■ **INSTRUCTIONS FOR THE TASK**: Give back all the data exactly, line by line.

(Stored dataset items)
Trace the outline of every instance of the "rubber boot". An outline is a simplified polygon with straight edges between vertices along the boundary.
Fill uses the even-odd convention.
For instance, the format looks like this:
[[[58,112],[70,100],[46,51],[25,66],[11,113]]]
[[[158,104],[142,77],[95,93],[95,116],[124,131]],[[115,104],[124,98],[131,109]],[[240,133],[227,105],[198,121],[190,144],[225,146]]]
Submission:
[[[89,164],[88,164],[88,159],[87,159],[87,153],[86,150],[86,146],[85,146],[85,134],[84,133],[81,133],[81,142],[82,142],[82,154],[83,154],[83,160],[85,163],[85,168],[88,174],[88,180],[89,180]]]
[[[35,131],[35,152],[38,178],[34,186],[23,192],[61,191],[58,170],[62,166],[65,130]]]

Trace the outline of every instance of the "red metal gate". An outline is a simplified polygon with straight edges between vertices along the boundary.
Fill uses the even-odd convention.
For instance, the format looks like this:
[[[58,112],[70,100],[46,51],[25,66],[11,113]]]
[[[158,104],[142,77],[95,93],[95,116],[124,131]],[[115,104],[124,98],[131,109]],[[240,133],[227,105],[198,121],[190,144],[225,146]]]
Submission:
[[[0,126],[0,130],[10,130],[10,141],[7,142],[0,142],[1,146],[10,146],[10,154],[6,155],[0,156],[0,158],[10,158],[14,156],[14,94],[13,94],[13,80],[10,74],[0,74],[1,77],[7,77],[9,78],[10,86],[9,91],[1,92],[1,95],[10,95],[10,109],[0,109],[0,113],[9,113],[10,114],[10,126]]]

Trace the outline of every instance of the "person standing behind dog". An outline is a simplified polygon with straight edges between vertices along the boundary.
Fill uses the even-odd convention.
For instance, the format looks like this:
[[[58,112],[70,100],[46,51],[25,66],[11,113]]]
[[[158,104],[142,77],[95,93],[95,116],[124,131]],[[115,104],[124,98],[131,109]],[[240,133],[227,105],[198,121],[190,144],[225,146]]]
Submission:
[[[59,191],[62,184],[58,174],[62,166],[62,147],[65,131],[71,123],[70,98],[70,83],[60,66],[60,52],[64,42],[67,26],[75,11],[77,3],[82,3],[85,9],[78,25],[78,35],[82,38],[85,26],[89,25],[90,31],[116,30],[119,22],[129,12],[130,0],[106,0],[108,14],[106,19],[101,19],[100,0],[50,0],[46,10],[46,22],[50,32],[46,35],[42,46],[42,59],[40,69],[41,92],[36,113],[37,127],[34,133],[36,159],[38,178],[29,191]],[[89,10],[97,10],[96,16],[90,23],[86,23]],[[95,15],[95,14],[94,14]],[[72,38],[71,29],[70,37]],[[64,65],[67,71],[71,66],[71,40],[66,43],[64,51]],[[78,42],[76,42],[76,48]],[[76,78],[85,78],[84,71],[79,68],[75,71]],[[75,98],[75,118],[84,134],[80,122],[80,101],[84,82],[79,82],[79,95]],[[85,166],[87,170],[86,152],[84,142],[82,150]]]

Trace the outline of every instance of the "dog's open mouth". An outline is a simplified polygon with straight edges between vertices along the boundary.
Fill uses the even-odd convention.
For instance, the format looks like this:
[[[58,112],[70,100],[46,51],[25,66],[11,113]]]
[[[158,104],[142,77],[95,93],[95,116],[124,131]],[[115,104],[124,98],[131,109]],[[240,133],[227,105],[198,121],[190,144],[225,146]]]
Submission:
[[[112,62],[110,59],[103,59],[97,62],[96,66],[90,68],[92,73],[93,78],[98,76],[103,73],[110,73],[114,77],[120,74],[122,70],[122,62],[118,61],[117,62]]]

■ **SOLUTION TO THIS EXERCISE**:
Trace the outline of every instance of the "rubber boot". An outline is a simplified polygon with straight edges between vertices along the boundary.
Fill uses the even-odd convention.
For instance, the format looks like this:
[[[58,112],[70,100],[46,51],[25,66],[11,113]]]
[[[158,104],[142,77],[95,93],[95,116],[124,131]],[[115,104],[124,98],[131,109]],[[240,133],[227,105],[198,121],[190,144],[225,146]]]
Submission:
[[[89,164],[88,164],[88,159],[87,159],[87,153],[86,150],[86,146],[85,146],[85,134],[84,133],[81,133],[81,142],[82,142],[82,154],[83,154],[83,160],[85,163],[85,168],[88,174],[88,180],[89,180]]]
[[[35,131],[35,152],[38,178],[34,186],[23,192],[61,191],[58,170],[62,166],[65,130]]]

Trace the outline of every instance of the "red metal gate". An outline is a simplified polygon with straight edges between vertices along the boundary.
Fill uses the even-odd convention.
For instance, the format looks like this:
[[[58,112],[70,100],[46,51],[25,66],[11,113]]]
[[[158,104],[142,77],[95,93],[95,116],[124,131]],[[115,104],[124,98],[131,109]],[[240,133],[227,105],[198,121],[190,144],[225,146]]]
Submission:
[[[0,126],[0,130],[10,130],[10,141],[7,142],[0,142],[1,146],[10,146],[10,154],[6,155],[0,156],[0,158],[10,158],[14,156],[14,94],[13,94],[13,80],[10,74],[0,74],[1,77],[7,77],[9,78],[10,86],[9,91],[1,92],[1,95],[10,95],[10,109],[0,109],[0,113],[9,113],[10,114],[10,126]]]

Trace the outline of every instance of the "person standing behind dog". An outline is a simplified polygon with straight edges between vertices along the boundary.
Fill uses the even-odd convention.
For instance, the format looks like this:
[[[58,112],[70,100],[46,51],[25,66],[11,113]]]
[[[158,104],[142,77],[95,93],[95,116],[124,131]],[[115,104],[124,98],[131,109]],[[240,133],[227,105],[198,121],[190,144],[225,146]]]
Submission:
[[[59,191],[62,184],[58,174],[62,166],[62,147],[65,131],[71,123],[70,98],[70,83],[60,66],[60,52],[64,42],[67,26],[75,11],[77,3],[82,3],[85,9],[78,25],[78,35],[82,38],[85,26],[89,25],[90,31],[116,30],[119,22],[129,12],[130,0],[106,0],[108,14],[106,19],[101,19],[100,0],[50,0],[46,10],[46,22],[50,32],[46,35],[42,46],[42,59],[40,69],[41,92],[36,113],[37,127],[34,133],[36,159],[38,178],[29,191]],[[89,10],[97,10],[96,16],[90,23],[86,23]],[[95,15],[95,14],[94,14]],[[72,38],[71,29],[70,37]],[[64,65],[67,71],[71,66],[71,40],[66,43],[64,51]],[[78,42],[76,42],[76,48]],[[76,78],[85,78],[84,71],[79,68],[75,71]],[[75,98],[75,118],[84,134],[80,122],[80,101],[84,82],[79,82],[79,95]],[[85,166],[87,170],[86,152],[84,142],[82,150]]]

Trace the outline of every instance of the "dog's open mouth". An outline is a simplified polygon with straight edges between vertices along the boundary.
Fill uses the even-odd convention.
For instance, the format looks like this:
[[[58,112],[70,100],[46,51],[25,66],[11,113]]]
[[[158,104],[142,77],[95,93],[95,116],[124,131]],[[115,104],[124,98],[131,109]],[[240,133],[227,105],[198,121],[190,144],[225,146]]]
Submission:
[[[112,62],[110,59],[103,59],[97,62],[96,66],[90,68],[92,73],[93,78],[98,76],[103,73],[110,73],[114,77],[120,74],[122,70],[122,62],[118,61],[117,62]]]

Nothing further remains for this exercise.